### LISTA DE TAREFAS
• 1. Resuma em duas frases o excerto sobre os deputados e a crise sanitária.
• 2. Retome o excerto sobre os deputados e a crise sanitária a partir do ponto em que termina e escreva a continuação.

### EXCERTO
==*==

Tudo isto surge depois de 51 deputados da UNITA terem decidido doar metade do ordenado [9] para comprar material de bio-segurança e alimentos, enquanto isso os dirigentes do partido MPLA vão doar 25% dos salários.

Já em Moçambique, o debate veio pelo facto da Assembleia da República ter aprovado para benefício próprio um orçamento de funcionamento em tempo de crise sanitária. No mesmo orçamento é destacado um elevado valor para o pagamento de subsídios dos deputados, algo que não passou despercebido aos internautas [10]:

Nesses momentos conseguimos ver que nao se pode confiar em nenhum político, realmente a luta é pelo bem estar da sua família e nao pelo povo, até o Muchanga defende roubalheira! Aprovam leis em seu beneficio!! Mas a certeza é de que Deus esta vendo tudo, um dia fará justiça ou melhor alguns estao a pagar pelos seus actos malignos!

==*==

### MATERIAL FORNECIDO
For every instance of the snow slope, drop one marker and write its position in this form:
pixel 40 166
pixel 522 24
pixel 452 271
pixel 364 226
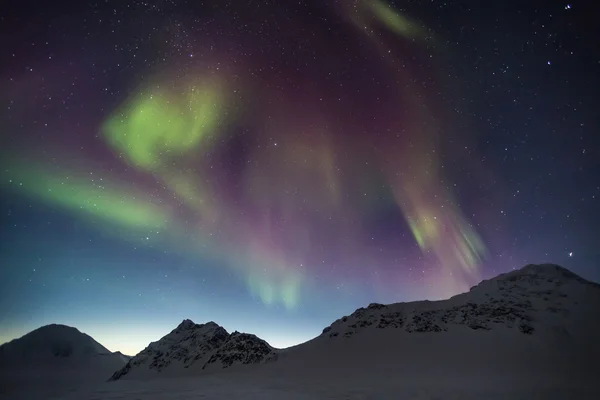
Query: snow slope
pixel 531 333
pixel 54 357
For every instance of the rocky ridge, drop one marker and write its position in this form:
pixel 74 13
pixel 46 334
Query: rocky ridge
pixel 192 345
pixel 515 300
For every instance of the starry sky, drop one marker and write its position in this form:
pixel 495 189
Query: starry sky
pixel 275 165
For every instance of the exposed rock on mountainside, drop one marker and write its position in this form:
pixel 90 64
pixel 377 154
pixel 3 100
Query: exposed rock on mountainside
pixel 204 346
pixel 517 300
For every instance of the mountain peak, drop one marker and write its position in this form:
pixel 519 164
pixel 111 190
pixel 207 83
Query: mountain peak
pixel 536 273
pixel 186 324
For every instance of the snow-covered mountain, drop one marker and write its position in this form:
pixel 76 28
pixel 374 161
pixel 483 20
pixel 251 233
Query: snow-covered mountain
pixel 545 299
pixel 55 356
pixel 541 320
pixel 530 333
pixel 535 327
pixel 196 347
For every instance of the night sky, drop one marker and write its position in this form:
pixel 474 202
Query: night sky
pixel 274 165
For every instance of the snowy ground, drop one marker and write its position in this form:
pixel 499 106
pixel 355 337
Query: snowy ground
pixel 238 387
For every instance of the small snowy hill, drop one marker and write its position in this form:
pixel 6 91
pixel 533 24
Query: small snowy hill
pixel 56 346
pixel 55 357
pixel 196 347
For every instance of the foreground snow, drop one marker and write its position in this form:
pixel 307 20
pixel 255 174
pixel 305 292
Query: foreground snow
pixel 238 387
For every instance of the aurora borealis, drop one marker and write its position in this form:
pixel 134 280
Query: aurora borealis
pixel 272 167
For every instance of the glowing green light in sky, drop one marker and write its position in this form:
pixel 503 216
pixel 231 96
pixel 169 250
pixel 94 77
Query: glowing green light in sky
pixel 394 20
pixel 111 204
pixel 160 126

==*==

### RESULTADOS DO EXERCÍCIO
• 1. Depois de 51 deputados da UNITA terem decidido doar metade do ordenado para comprar material de bio-segurança e alimentos, os dirigentes do MPLA vão doar 25% dos salários. Em Moçambique, a Assembleia da República aprovou para benefício próprio um orçamento de funcionamento com um elevado valor para subsídios dos deputados, o que levou internautas a acusar os políticos de aprovarem leis em seu benefício.

• 2.
O jornal “O País” [11] publicou ao detalhe as contas que estão em volta da contestação aos benefícios dos deputados:

O maior bolo vai para o subsídio de reintegração dos deputados da oitava legislatura. São mais de um bilião de meticais para os 250 deputados. Por este e outros encargos que resultam da inauguração de uma nova legislatura, houve acréscimo de 48 por cento do orçamento, em relação ao ano passado

Com todos os seus protocolos, o arranque da nona legislatura, este ano, significou o aumento de mais de 1.4 bilião de meticais no orçamento da Assembleia da República.

O maior bolo é destinado às transferências correntes, que incluem despesas como assistência médica e medicamentosa, pagamento de quotas a organismos internacionais, subsídio de funeral, subsídio de reintegração e a verba agrega ainda fundo de pensões aos deputados aposentados. Serão 1.3 bilião (1 356 836 776,58) a serem gastos.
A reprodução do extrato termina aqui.